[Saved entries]
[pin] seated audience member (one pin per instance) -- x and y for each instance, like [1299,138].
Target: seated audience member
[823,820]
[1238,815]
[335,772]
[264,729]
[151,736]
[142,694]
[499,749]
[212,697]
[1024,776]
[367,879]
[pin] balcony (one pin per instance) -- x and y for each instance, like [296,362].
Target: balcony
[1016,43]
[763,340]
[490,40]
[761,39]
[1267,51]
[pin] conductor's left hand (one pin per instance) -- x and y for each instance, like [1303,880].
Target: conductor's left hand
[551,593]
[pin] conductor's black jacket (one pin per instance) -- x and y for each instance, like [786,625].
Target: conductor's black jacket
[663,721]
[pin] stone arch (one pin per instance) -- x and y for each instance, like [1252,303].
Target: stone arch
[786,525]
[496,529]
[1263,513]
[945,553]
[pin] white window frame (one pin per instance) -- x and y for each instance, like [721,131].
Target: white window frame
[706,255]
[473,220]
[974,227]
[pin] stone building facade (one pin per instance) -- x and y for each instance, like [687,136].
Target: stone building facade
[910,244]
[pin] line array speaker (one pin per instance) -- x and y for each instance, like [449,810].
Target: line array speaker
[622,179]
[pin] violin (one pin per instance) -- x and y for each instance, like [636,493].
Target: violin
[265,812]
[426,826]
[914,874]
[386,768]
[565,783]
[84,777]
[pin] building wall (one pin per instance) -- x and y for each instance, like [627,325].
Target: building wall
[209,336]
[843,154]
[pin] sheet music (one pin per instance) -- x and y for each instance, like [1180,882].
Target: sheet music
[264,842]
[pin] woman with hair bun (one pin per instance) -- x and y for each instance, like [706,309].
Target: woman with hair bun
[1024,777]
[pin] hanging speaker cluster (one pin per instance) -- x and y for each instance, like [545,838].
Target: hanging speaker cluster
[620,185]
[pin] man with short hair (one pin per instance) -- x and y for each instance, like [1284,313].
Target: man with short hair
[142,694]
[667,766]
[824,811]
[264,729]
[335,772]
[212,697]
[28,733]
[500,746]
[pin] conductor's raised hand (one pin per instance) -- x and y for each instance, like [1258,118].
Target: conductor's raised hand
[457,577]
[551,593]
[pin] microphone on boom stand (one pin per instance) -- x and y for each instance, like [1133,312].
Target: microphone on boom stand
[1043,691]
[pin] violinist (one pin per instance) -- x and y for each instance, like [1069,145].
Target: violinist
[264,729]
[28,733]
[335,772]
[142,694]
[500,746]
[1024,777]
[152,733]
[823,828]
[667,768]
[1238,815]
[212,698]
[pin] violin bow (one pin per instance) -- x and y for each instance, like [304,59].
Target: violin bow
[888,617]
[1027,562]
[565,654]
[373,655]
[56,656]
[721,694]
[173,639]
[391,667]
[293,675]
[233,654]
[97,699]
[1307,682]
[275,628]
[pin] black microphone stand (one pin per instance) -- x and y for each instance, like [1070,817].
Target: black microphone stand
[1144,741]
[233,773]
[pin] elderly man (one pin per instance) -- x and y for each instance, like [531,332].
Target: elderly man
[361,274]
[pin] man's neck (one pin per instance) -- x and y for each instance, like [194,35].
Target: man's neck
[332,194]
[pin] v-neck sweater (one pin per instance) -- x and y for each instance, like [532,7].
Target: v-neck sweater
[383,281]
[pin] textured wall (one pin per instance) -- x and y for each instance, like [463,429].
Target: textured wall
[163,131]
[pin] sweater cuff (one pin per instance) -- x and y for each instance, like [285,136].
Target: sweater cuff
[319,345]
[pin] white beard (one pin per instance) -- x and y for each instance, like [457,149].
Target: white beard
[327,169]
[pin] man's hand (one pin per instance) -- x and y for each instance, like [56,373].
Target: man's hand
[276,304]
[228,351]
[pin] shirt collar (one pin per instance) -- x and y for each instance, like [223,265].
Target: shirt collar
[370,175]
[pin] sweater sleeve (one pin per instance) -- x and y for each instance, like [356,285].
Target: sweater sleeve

**Exercise**
Search the records for the string "sleeve" and return every line in which it occurs.

**Finished task**
[pin] sweater sleeve (one pin per instance) -- x and y for each instance, like [356,285].
Target: sweater sleeve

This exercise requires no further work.